◆ **Excerpt provided**
Dear Food and Wine: Nashville’s not a hick town
Dear Food and Wine Magazine:
As I was perusing my July issue, late of course because I do have a life, I came across your glowing recommendation of The Catbird Seat restaurant. I do not disagree. But then you wrote this (slightly paraphrased because your sentences are way too long): “The Catbird Seat’s co-chefs trained in some of the best kitchens in the world. Yet they’ve made their home in Nashville, where not many restaurants aim higher than meat-and-three.”
Really, Food and Wine. Really? When’s the last time you hit Music City? 1978?
Let’s just take the first part of that offensive sentence. “Yet they’ve made their home in Nashville…” What is it you find so offensive about Nashville? Somehow, Keith Urban and Nicole Kidman endure the backwater nature of the town. Michael McDonald has suffered for decades here. Faith Hill and Tim McGraw actually let their children out to play. Okay, Miley Cyrus used to live here. But don’t hold that against us. We made her move.

◆ **Exercises to complete**
A – Answer these from the letter to Food and Wine:
(i) Which restaurant did the magazine recommend?
(ii) In which month's issue did the recommendation appear?
(iii) Who used to live in Nashville before, according to the letter, the town made her move?
B – Carry the letter to Food and Wine about Nashville forward from its last sentence.

◆ **Dataset extract**
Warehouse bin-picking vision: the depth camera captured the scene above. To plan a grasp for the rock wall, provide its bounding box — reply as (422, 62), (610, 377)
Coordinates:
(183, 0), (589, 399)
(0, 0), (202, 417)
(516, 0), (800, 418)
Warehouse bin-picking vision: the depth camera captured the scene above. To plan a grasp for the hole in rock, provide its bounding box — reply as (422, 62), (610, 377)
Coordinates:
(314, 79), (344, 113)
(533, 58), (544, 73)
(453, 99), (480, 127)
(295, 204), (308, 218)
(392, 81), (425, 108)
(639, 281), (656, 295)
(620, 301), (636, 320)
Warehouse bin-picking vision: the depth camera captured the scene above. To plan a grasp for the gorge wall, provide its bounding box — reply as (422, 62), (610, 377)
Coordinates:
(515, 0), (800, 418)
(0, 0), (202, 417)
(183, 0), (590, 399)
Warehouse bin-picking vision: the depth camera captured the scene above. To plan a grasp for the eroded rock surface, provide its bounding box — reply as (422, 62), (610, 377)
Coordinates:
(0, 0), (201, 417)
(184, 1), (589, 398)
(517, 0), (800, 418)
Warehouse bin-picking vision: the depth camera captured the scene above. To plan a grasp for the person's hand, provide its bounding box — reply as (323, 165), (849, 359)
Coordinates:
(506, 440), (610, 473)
* * *
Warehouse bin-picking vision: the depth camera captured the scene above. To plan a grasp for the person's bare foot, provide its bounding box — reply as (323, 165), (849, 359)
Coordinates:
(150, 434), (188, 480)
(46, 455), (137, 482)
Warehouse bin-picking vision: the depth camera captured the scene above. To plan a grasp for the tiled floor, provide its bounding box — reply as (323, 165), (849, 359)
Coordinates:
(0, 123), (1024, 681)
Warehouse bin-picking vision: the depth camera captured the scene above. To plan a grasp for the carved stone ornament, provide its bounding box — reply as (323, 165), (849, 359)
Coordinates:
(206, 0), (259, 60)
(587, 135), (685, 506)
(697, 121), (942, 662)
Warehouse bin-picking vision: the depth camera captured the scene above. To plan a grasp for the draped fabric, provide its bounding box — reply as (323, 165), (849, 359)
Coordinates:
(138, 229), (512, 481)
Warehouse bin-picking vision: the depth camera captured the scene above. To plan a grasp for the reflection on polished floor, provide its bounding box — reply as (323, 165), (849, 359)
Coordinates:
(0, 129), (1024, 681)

◆ **Results of the exercise**
A –
(i) The Catbird Seat
(ii) July
(iii) Miley Cyrus

B –
Now, to the meat-and-three of the matter: “…where not many restaurants aim higher than meat-and-three.” First off, meat-and-threes are their own art form. The James Beard Foundation thinks so. They gave Arnold’s an America’s Classics Award. They celebrate the fact that Southerners still like to sit down to a hot lunch with a nice slice of lemon icebox pie for dessert. I’m sorry, Food and Wine. I hope you didn’t miss the lunch part. Meat-and-threes are not fine dining, because fine dining usually takes place at night and the owners of the meat-and-threes have figured out they don’t have to be in the kitchen at midnight to make a nice living. What a bunch of hicks.
Secondly, Food and Wine, we have a precious plenty of restaurants that aim quite a bit higher than the Olive Garden (if you don’t understand what a “precious plenty” is that means A LOT). I could run through a list of a hundred, but let me just give you a few – Capitol Grille (or Grillee, as we call it down here), Husk, Marche, City House, Rolf and Daughters, Sunset Grill, Susy Wong’s House of Yum, The Silly Goose, Tayst, Etch. We have foams, emulsions, gastriques, sous vide thingies and even butter tastings. We have small plates, tastings and pairings. And none of it involves Mountain Dew and a MoonPie.
And, by the way, your competitor – Bon Appetit – thinks Nashville is the city of the moment. They actually showed up here. They actually tasted the belly-ham pizza at City House and made it to the Catbird Seat almost a year ahead of you.
So, Food and Wine, you can tell my feelings were a little bruised. I know we still have a few things to work on. Like Wynonna. She’s still here.
Your friend, Catherine
Amen sister! Obviously their article was “phoned in” by someone that doesn’t know a thing, and has never visited Nashville.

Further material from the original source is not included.